### Task instructions
For every line in the material, set down an identical one.

### Record excerpts
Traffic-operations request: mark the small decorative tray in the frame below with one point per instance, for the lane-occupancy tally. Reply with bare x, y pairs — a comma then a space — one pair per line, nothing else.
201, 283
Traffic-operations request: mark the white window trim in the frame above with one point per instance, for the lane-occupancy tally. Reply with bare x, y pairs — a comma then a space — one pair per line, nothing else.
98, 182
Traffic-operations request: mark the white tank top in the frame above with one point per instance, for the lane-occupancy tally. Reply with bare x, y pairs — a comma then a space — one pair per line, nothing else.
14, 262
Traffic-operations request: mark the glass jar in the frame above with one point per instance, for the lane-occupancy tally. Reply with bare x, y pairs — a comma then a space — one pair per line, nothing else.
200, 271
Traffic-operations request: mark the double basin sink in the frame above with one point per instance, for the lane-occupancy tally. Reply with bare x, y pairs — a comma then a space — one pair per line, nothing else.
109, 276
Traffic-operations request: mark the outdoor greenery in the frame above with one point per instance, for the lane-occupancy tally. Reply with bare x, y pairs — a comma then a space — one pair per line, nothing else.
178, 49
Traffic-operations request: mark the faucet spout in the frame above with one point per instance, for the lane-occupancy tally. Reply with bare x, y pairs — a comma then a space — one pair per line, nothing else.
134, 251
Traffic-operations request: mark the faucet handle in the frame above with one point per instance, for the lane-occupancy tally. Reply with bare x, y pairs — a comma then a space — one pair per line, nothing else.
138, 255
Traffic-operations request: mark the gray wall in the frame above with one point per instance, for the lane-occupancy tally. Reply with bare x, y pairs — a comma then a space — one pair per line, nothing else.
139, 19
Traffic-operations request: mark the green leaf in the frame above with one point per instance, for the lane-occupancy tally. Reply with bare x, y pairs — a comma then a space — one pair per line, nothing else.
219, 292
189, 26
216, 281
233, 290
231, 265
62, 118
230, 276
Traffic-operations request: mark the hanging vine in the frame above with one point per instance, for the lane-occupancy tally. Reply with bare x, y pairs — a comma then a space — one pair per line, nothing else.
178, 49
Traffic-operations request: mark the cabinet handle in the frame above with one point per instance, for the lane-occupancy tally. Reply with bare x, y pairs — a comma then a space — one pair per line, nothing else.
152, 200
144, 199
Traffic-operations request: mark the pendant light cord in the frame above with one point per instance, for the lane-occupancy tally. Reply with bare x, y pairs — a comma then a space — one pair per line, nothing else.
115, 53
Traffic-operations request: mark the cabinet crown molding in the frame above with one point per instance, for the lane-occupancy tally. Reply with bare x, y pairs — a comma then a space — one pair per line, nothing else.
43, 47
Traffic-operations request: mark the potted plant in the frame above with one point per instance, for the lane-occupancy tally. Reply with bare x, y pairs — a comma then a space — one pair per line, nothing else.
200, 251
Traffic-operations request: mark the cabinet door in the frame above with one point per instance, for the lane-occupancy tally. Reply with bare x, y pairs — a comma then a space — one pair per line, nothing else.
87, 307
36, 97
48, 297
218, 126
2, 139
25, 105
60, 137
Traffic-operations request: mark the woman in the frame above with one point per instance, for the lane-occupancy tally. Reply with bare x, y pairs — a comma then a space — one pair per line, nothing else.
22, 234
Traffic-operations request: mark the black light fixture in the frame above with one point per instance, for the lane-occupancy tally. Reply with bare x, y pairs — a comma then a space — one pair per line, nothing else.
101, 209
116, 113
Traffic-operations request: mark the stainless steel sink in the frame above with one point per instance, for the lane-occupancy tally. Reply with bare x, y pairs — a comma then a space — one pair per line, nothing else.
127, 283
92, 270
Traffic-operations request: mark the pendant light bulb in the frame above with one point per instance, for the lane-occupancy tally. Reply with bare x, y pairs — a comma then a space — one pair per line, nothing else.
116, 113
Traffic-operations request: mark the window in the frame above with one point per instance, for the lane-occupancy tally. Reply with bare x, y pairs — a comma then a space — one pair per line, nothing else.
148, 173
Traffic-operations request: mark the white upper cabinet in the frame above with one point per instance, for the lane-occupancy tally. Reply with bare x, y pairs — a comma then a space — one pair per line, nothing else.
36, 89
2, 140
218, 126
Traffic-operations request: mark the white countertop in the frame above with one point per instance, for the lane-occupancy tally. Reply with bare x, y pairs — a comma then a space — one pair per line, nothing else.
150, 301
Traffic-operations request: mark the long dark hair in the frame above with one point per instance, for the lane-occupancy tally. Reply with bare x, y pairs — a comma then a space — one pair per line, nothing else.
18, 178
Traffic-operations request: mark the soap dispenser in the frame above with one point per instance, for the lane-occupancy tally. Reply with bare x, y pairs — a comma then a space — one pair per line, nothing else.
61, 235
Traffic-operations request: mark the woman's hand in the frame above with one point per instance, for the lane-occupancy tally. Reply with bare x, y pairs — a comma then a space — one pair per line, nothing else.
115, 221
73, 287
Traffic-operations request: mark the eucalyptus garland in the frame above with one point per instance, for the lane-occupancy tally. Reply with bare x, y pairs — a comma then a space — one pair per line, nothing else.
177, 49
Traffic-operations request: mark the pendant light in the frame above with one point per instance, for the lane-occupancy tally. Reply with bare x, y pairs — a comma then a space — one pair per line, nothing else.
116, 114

### Response box
Traffic-operations request: mark the small decorative tray in the frame below with one point per instance, for the lane-occupancy tally. Reply with bare x, y pairs — a comma then a space — one pair per line, nothing else.
201, 283
Traffic-operations request: mark the white window trim in the frame above with one point per instance, for the lane-occupancy tally. Reply with bare x, y pairs — a comma then a space — one pair per line, nothing else.
98, 182
Traffic-operations request: mark the white tank top in the frame above with one point per instance, for the lane-occupancy tally. Reply with bare x, y pairs — a comma then a space — one pair per line, nothing else.
14, 262
Traffic-operations request: mark the glass jar in the frame above with one point per instance, for the lane-occupancy tally. Reply with bare x, y pairs — a comma then a space — one pair per line, nothing else.
200, 271
Traffic-operations request: mark the double basin sink in the frame above with one point per instance, for the lane-occupancy tally. Reply with bare x, y pairs — a comma then a space — one pair per line, nothing else.
109, 276
Traffic-operations request: mark the outdoor greenery in the frame above with one point per instance, for the lane-occupancy tally. Reply with bare x, y pairs — a comma then a space — one pair per line, nothing else.
178, 49
Traffic-operations request: mark the faucet spout in the frame above with one point per instance, for the lane-occupancy tally. Reply with bare x, y pairs — a comma then a space — one pair per line, nothing else.
134, 251
Traffic-operations request: mark the faucet handle in the frame above with one point per instance, for the lane-occupancy tally. Reply with bare x, y pairs — a comma then a space — one pair per line, nothing else.
138, 255
Traffic-operations request: mark the gray wall in the frame above with one point per instance, for the lane-occupancy tally. Reply with bare x, y pairs — a comma then a space — one pair per line, nothing else.
139, 19
Traffic-operations request: mark the green leaf in the frame above with one point per instance, for the lane-occupancy tally. Reply with bare x, y pairs — a comma then a space — one pair per line, nothing else.
219, 292
189, 26
216, 281
233, 290
231, 265
62, 118
230, 276
Traffic-operations request: mark the hanging vine in the frame above with one point per instance, for the lane-occupancy tally. Reply with bare x, y pairs — a comma then a space — one pair per line, nothing else.
178, 49
Traffic-operations request: mark the cabinet handle in the frame above with one point per instance, for the lane-occupancy tally. Reply with bare x, y pairs — a comma then a space — one pair per line, nothing else.
152, 200
144, 199
Traffic-operations request: mark the pendant light cord in the frame above with one point per instance, for the lane-occupancy tally. Reply with bare x, y pairs — a comma then a space — one pair per line, nothing else.
115, 53
Traffic-operations request: mark the cabinet crown molding in the frame above with one point per instance, for the lane-occupancy tally. Reply with bare x, y pairs — a comma then a space — one pair per line, nothing else.
43, 47
Traffic-operations request: mark the potted plant in the frame above with one point per instance, for the lane-occupancy tally. Reply with bare x, y pairs — a comma then a space — one pair per line, nothing else.
200, 251
Traffic-operations request: mark the cabinet door in the frame above with one point per instance, for the lane-occupancy tally. Reply with bare x, y pairs — a comma then a space — one pair per line, nothing else.
87, 307
36, 97
48, 297
218, 126
2, 139
25, 105
60, 137
Traffic-operations request: mark the woman in the frame above with one point per instance, for the lane-occupancy tally. Reply with bare x, y pairs — a comma then a space — one pair per line, nothing else.
22, 234
Traffic-operations request: mark the black light fixture in the frame above with one point per instance, for the lane-occupancy tally. Reply with bare x, y pairs — a comma then a space — one pair per line, nothing else.
101, 209
116, 113
Traffic-operations request: mark the stainless steel sink in the frame above with one point per instance, for the lane-occupancy tally. Reply with bare x, y pairs — a comma then a space — one pair per line, nothing else.
127, 283
92, 270
Traffic-operations request: mark the pendant light bulb in the frame above with one point per instance, for the lane-occupancy tally. Reply with bare x, y pairs — a comma then a space — one pair per line, nothing else.
116, 113
Traffic-operations request: mark the window in the frame above with one point per instance, for the lane-occupancy tally. Reply with bare x, y pairs — a comma then a space — one pair per line, nothing else.
148, 173
Traffic-operations request: mark the white upper cabinet in the frame above with one point per instance, for the lane-occupancy tally. Reply with bare x, y pairs — a comma then a space — one pair per line, nothing else.
36, 89
2, 140
218, 126
Traffic-operations request: mark the white countertop in the frame above with one point per instance, for the lane-occupancy tally. Reply with bare x, y pairs — a comma then a space — one pair per line, nothing else.
150, 301
Traffic-operations request: mark the long dark hair in the frame above with one point per instance, for the lane-occupancy tally. Reply with bare x, y pairs — a comma then a space — one pair per line, nothing else.
18, 178
Traffic-operations request: mark the soap dispenser in the frame above with one point per instance, for the lane-occupancy tally. Reply with bare x, y pairs — a comma then a space — one pair per line, nothing else.
61, 235
Traffic-operations request: mark the woman's hand in the frame above with one point per instance, for the lane-occupancy tally. Reply with bare x, y pairs — a comma then a space — one pair per line, nothing else.
115, 221
73, 287
Traffic-operations request: mark the eucalyptus garland in the frame above with one point per instance, for the lane-occupancy tally. Reply with bare x, y pairs — a comma then a space — one pair per line, nothing else.
177, 49
Traffic-operations request: mark the pendant light in the frame above with one point per instance, for the lane-occupancy tally. Reply with bare x, y pairs — a comma then a space — one pair per line, nothing else.
116, 114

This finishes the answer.